▸ **Excerpt provided**
★ ★ ★ ★

# Have you repainted your '04-'06?



## GM Kid (Mar 21, 2005)

At nearly 100k miles, the paint on my '05 is pretty bad. The Arizona sun is brutal. Despite innumerable coats of wax since new, the clear coat is worn through in several spots, and is outright peeling off on the rear above the license plate. I got an estimate of around $6k for a total repaint from a reputable shop. Have lots of you had to repaint your new-gen GTOs?


----------



## SyncTSH (Dec 28, 2012)

Man 6k sounds really expensive. Even at your mileage I don't expect you need much body work and the prep work (most time consuming) should be pretty minimal. I would shop around a little.. Just my 02


----------



## GM Kid (Mar 21, 2005)

Here's a copy of the actual estimate.


----------



## johni53 (Feb 10, 2010)

I bought mine in Mesa, Arizona and it has lots of little sandblast pits around the front end and the windshield. Hope I don't have to pay 6k for new paint. Was thinking maybe 2k would be more like it. Shop around some more.


----------



## Instg8ter (Sep 28, 2010)

just the materials will cost around 1000-1200 for good BC/CC complete re-paint. Add labor to remove and re-set trim, sand off all the failing clear coat so your new paint does'nt suffer the same fate, fill chips mask and spray it at around 60 an hour. Paint is definitely one thing that you get what you pay for. Don't feel bad, would have been double that if it was a classic.


----------



## GM Kid (Mar 21, 2005)

Thanks for the input, gentlemen. The $6k figure didn't shock me--I had asked around enough that I knew a high-quality paint job took time and money. This shop went to great lengths walking around my car with me, explaining how they'd remove trim, take out the hood scoops, remove turn indicators, headlamps, taillamps, bading, trim, yada yada. That was all reasurring (because I'm nothing if not anal), but it contributed to the cost. I think I'll keep asking around and see if this $6k figure varies much.


----------



## SyncTSH (Dec 28, 2012)

★ ★ ★ ★

▸ **Record excerpts**
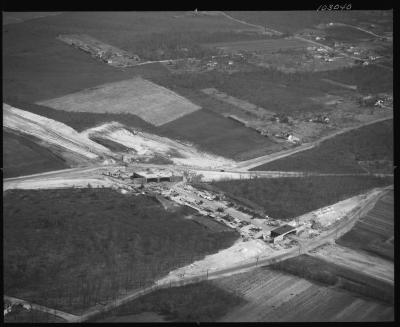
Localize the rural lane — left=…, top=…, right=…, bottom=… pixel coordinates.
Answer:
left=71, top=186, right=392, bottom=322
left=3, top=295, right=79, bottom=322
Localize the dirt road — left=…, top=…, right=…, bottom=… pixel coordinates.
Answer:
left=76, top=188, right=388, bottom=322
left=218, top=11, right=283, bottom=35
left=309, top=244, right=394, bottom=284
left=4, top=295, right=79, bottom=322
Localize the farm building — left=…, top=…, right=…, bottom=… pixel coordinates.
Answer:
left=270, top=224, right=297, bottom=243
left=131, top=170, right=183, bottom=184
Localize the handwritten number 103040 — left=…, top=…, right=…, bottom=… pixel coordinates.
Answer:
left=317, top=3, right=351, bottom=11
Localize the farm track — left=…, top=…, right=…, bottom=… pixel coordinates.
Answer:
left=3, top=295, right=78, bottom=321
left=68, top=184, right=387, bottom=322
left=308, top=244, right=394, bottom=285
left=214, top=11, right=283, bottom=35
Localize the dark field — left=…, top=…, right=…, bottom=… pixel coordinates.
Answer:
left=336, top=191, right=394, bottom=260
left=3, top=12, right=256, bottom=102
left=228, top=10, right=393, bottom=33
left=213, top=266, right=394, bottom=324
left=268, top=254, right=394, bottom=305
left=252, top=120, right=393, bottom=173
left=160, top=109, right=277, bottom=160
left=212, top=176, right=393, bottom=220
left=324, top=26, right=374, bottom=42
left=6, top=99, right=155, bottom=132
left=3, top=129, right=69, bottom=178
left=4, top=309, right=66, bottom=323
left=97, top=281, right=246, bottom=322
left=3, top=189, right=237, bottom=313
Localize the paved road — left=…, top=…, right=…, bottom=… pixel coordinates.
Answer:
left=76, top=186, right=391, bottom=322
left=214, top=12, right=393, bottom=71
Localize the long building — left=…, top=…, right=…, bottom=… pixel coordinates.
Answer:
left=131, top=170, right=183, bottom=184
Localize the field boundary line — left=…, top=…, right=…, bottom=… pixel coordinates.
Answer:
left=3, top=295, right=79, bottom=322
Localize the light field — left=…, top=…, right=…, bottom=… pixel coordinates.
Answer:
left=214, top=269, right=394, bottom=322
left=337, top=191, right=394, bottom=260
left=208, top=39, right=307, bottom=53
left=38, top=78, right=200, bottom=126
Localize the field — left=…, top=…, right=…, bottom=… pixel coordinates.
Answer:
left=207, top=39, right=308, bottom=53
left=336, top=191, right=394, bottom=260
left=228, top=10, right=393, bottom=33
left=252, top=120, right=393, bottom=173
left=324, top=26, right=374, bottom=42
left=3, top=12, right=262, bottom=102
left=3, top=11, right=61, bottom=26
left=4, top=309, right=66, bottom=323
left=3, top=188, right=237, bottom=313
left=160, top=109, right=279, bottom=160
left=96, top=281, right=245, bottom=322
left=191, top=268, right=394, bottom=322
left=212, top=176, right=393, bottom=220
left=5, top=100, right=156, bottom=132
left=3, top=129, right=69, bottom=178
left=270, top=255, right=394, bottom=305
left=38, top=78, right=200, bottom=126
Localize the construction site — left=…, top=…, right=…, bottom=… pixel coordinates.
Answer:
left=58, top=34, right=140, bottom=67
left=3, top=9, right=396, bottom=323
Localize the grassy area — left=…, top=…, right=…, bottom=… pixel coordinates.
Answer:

★ ★ ★ ★

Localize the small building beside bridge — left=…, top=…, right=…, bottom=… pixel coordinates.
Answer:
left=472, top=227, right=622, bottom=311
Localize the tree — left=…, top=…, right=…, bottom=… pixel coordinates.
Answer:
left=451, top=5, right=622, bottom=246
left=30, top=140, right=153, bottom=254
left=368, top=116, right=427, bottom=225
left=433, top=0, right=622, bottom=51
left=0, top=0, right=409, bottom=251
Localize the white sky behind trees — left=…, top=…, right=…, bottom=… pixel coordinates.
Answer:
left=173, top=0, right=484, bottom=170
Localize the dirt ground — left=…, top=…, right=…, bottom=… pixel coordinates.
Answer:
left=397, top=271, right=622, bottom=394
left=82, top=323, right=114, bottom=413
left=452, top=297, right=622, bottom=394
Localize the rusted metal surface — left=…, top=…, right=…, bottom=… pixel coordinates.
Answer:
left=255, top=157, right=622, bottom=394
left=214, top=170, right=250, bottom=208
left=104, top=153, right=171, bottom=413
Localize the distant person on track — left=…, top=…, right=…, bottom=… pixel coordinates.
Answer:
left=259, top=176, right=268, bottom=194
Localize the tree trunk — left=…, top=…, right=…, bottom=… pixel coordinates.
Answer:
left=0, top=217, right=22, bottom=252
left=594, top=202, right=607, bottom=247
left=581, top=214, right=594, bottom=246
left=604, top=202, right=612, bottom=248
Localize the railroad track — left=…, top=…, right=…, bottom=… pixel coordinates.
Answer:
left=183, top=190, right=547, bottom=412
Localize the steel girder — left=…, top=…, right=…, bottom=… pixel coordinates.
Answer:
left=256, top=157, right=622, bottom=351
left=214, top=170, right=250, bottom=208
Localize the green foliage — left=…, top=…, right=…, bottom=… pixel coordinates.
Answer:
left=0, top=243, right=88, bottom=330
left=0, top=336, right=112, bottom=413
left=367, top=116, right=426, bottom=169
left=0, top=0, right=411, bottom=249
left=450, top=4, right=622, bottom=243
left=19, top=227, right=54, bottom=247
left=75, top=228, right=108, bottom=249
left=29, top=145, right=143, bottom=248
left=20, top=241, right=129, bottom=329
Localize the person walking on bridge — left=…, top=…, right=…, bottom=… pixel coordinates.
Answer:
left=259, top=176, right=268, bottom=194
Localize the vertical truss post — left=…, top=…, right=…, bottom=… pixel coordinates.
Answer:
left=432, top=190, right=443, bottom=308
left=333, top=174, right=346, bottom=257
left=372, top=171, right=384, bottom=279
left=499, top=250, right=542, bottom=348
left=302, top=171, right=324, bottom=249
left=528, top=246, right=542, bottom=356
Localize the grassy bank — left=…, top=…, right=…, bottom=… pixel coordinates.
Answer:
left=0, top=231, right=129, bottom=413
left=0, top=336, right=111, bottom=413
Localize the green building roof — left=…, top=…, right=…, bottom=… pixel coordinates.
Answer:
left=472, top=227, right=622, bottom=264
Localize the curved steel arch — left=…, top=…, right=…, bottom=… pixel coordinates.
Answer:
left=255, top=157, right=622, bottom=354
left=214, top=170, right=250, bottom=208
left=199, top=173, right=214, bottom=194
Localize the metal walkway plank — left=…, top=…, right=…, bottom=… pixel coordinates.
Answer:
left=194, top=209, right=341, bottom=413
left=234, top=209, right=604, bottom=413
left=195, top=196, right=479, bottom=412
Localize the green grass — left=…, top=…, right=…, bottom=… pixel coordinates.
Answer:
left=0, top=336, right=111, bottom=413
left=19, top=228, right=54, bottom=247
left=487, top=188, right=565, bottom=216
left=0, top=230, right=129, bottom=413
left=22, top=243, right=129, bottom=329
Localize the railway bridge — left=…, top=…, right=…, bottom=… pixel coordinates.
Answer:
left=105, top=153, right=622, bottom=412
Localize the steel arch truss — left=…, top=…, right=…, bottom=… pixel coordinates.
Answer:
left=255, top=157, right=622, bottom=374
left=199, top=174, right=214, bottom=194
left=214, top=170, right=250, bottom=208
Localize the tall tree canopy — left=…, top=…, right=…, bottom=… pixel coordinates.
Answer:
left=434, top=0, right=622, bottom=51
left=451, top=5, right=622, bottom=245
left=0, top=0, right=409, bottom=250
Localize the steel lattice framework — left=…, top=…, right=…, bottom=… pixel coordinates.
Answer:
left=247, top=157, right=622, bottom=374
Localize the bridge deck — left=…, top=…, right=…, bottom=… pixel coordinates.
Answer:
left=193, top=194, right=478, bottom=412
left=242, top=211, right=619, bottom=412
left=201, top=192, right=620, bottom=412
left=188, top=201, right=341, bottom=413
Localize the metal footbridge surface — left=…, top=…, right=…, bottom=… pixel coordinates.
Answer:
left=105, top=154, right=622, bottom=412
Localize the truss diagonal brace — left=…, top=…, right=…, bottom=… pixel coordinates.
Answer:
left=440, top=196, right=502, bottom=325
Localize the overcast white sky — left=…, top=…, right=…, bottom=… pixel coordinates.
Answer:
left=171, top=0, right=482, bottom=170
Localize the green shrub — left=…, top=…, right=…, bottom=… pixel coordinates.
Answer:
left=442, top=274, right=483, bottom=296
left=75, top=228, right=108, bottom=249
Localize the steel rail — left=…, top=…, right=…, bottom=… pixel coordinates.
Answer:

★ ★ ★ ★

▸ **Problem set**
a: Revise the GTO repaint thread between "I bought mine" and "(Sep 28, 2010)", inclusive, changing "windshield" to "rear bumper".
b: Carry on with the GTO repaint thread from the point where it stops.
The data has no connection to the GTO repaint thread.

▸ **Answers to the exercises**
a:
I bought mine in Mesa, Arizona and it has lots of little sandblast pits around the front end and the rear bumper. Hope I don't have to pay 6k for new paint. Was thinking maybe 2k would be more like it. Shop around some more.


----------



## Instg8ter (Sep 28, 2010)

b:
6k is overpriced, you really think sanding a car that's 6-7 years old should cost 4-5k labor? that's insane. I bet it would take them at most 2-3 days to do the entire job, it doesn't warrant that kind of money. 2500-4k max, he won't have to do anything under the hood or jams or anything. Hell I think you should shop around at some car shows find some good paint jobs, I bet most of them were done in someone's garage or home made booth =P


----------



## W40gto (Feb 25, 2015)

Do any of you guys realize how much paint is thesedays?
I work in a restoration shop, im the welder/fabricator and painter.
Depends on what brand paint you go with but deltron DBC basecoat (just base color, no clear) is around a grand.
If you have a red car your looking at closer to $1500 just for the basecoat, then add your clearcoat, another $500.
Then all the labor, I think 6k is a fair price myself.


----------



## Rukee (Feb 8, 2007)

I agree it's over priced. Can you do any of the work yourself? Like taking off the trim, tail light, head light, hood scoops etc.


----------



## Irishmic (Sep 24, 2013)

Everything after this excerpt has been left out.